Requirements:
Can you transcribe the records below word for word, omitting the pictures?

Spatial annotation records
◇ ◇ ◇

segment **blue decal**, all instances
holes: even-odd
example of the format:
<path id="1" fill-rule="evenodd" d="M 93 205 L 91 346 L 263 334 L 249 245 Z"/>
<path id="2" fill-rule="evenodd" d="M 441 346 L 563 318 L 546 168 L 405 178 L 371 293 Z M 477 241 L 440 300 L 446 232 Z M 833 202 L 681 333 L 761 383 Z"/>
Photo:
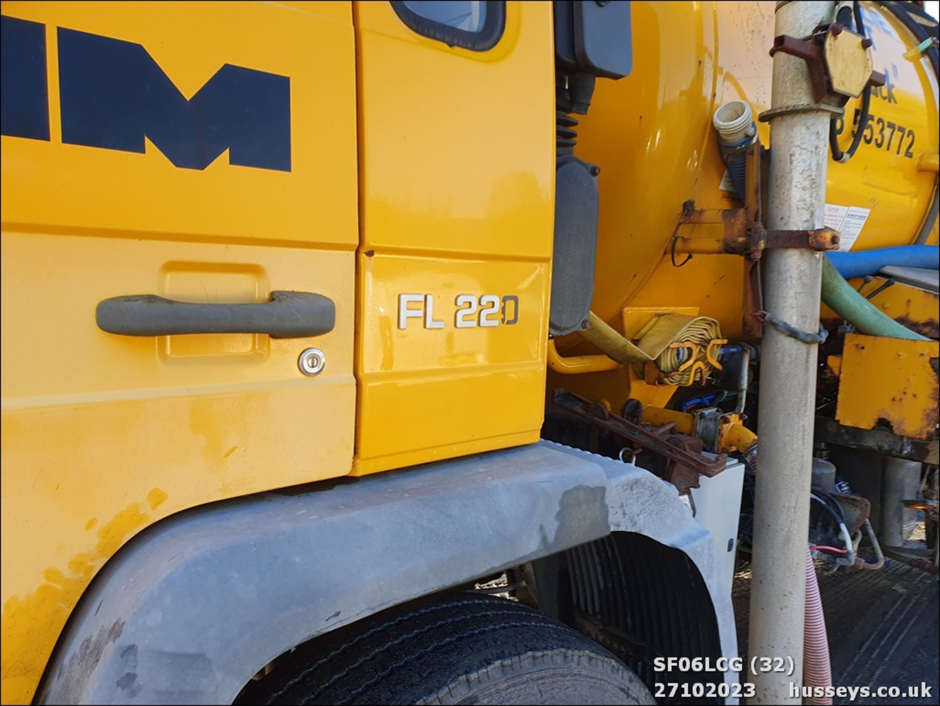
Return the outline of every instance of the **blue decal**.
<path id="1" fill-rule="evenodd" d="M 45 24 L 0 17 L 0 134 L 49 139 Z"/>
<path id="2" fill-rule="evenodd" d="M 62 141 L 290 171 L 290 79 L 225 64 L 189 101 L 140 44 L 59 28 Z"/>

◇ ◇ ◇

Task solution:
segment **blue decal**, all instances
holes: even-odd
example of the format:
<path id="1" fill-rule="evenodd" d="M 93 205 L 91 346 L 263 334 L 249 245 Z"/>
<path id="2" fill-rule="evenodd" d="M 441 346 L 563 318 L 546 168 L 405 178 L 371 293 Z M 477 241 L 440 300 L 446 232 Z M 833 202 L 681 333 L 761 383 Z"/>
Photo:
Return the outline of every instance of the **blue decal**.
<path id="1" fill-rule="evenodd" d="M 45 24 L 0 17 L 0 134 L 49 139 Z"/>
<path id="2" fill-rule="evenodd" d="M 62 141 L 290 171 L 290 79 L 225 64 L 189 101 L 140 44 L 59 28 Z"/>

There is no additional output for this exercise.